> [ACTIVITY]
Reproduce only the lines from the one containing "refrigerator and return the coordinates." through the end of the data, exactly as they stand.

> [SUPPLIED MATERIAL]

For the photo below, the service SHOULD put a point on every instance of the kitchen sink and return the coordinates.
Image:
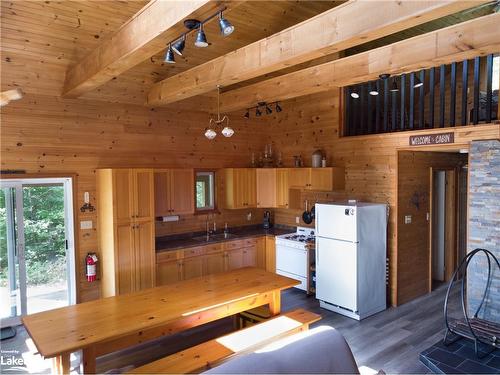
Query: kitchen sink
(213, 237)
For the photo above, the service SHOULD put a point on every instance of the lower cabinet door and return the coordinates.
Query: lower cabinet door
(214, 263)
(168, 273)
(234, 259)
(249, 257)
(192, 267)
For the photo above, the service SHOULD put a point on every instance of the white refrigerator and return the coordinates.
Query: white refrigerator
(351, 241)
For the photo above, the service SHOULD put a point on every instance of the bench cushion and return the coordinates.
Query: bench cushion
(320, 350)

> [ANSWER BELOW]
For the photo above, the service SHOULD put a point on every instance of the white refrigerator and return the coordinates.
Query: white refrigerator
(351, 241)
For the photo above, the service SHOULD put a point on every instance of the bench cushion and return the coordinates.
Query: bench cushion
(320, 350)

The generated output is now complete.